* Aufgaben
(a) Beantworte zum Text über das Pestruper Gräberfeld jede Frage mit einem kurzen Satz:
(i) Wie viele Grabhügel umfasst das Gräberfeld?
(ii) In welchem Jahr erwarb das Land Oldenburg das Gräberfeld?
(iii) Seit welchem Jahr steht das Gebiet unter Naturschutz?
(b) Setze den Text über das Pestruper Gräberfeld nach seinem letzten Satz fort.

* Textauszug
Bis vor wenigen Jahren wussten nur Eingeweihte, dass die Niedersächsischen Landesforsten im Landkreis Oldenburg mit dem Pestruper Gräberfeld eines der größten noch erhaltenen Gräberfelder aus der Bronze- und Eisenzeit (etwa 2.000 bis 0 v. Chr.) ihr Eigen nennen.
Das Pestruper Gräberfeld liegt am Rande der Kreisstadt Wildeshausen. Das Gebiet ist mit seinen 531 Grabhügeln die wohl größte noch erhaltene Nekropole aus Bronze- und Eisenzeit im nördlichen Mitteleuropa und heute ein prägender Bestandteil der „Straße der Megalithkultur“. Das Gräberfeld mit seiner unregelmäßigen Topographie ist bedeckt durch eine malerische Heidelandschaft. Das fast 40 Hektar große Areal lädt mit seiner hügeligen Struktur ganzjährig und besonders zur Heideblüte unzählige Besucher zum Wandern, Joggen und Spazierengehen ein.
Geschichte
Bereits 1819 erließ die Herzogliche Kammer in Oldenburg die erste Verordnung zum Schutz von Großstein- und Hügelgräbern. Seitdem erfolgte der Ankauf vor allem schutzwürdiger Großsteingräber im damaligen Herzogtum Oldenburg. Das Gräberfeld selbst wurde vom Land Oldenburg erst 1908 erworben. Die umgebenden ehemaligen Heideflächen sind heute aufgeforstet oder landwirtschaftlich genutzt. Die überwiegend der Urnenbestattung dienenden Grabhügel sind durch frühere landwirtschaftliche Nutzung und durch Raubgrabungen so in Mitleidenschaft gezogen worden, dass das Areal 1992 zum Grabungsschutzgebiet erklärt wurde.
Naturschutz
Bereits 1938 wurde das Gebiet unter Naturschutz gestellt. 2000 folgte die Meldung zusammen mit angrenzenden Flächen als Flora-Fauna-Habitat-(FFH-)Gebiet nach Brüssel. Der Erhaltungs- und Entwicklungsplan weist für das Gräberfeld auf 28 Hektar den Lebensraumtyp (LRT) 4030, „Trockene Sandheiden“ nach, davon auf einem Drittel den Erhaltungszustand A und auf fast fünfzig Prozent der Fläche den Erhaltungszustand B. An den Rändern sind die LRT 9110 „Hainsimsen-Buchenwald (Luzulo-Fagetum)“ bzw. LRT 9190 „Alte bodensaure Eichenwälder auf Sandebenen mit Quercus robur“ mit geringer Fläche vertreten. Vorkommende gefährdete Tierarten sind die Feldlerche, die Zauneidechse und verschiedene Falter-Arten. Bei den gefährdeten Pflanzen sind die Quendel-Seide, zwei Ginsterarten und das Eichenmoos zu nennen.

Einträge aus einer Annotationssammlung:

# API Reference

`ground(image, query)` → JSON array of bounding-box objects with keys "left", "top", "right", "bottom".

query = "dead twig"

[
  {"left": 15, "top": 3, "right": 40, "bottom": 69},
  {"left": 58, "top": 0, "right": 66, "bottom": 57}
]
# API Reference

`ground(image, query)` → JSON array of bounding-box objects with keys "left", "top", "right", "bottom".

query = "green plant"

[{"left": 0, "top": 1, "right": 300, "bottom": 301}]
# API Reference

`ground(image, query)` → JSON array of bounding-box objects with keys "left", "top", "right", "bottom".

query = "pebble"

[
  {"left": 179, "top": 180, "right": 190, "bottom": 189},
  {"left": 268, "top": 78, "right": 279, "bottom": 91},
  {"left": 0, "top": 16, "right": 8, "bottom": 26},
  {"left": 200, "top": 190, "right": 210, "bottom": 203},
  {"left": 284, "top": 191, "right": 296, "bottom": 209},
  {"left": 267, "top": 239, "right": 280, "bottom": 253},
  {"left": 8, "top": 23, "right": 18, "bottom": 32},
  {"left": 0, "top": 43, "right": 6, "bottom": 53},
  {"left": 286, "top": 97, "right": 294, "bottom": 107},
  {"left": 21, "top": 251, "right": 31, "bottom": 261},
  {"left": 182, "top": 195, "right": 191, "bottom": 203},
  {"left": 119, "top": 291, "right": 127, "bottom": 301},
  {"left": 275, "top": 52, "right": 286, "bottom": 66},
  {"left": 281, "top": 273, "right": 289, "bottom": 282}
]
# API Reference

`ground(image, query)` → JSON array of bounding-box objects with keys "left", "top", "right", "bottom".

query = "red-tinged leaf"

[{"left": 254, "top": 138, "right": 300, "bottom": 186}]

* Lösungen
(a)
(i) Das Gräberfeld umfasst 531 Grabhügel.
(ii) Das Land Oldenburg erwarb es 1908.
(iii) Das Gebiet steht seit 1938 unter Naturschutz.

(b)
Gefährdung des Heidebestandes
2005 stellte massiver Befall der überalterten Heidepflanzen durch den Heideblattkäfer und die Ausbreitung der Drahtschmiele die Verantwortlichen vor große Probleme. Die mechanische Verjüngung der Heide kommt in dem Grabungsschutzgebiet nicht infrage. Ein Abbrennen wie in der Lüneburger Heide scheidet aufgrund der Methoden der Altersbestimmung der Gräber (C14-Methode) ebenfalls aus. Bei der bis dahin erfolgten Schafbeweidung hatte es immer wieder Probleme, insbesondere mit dem Schafhalter, gegeben.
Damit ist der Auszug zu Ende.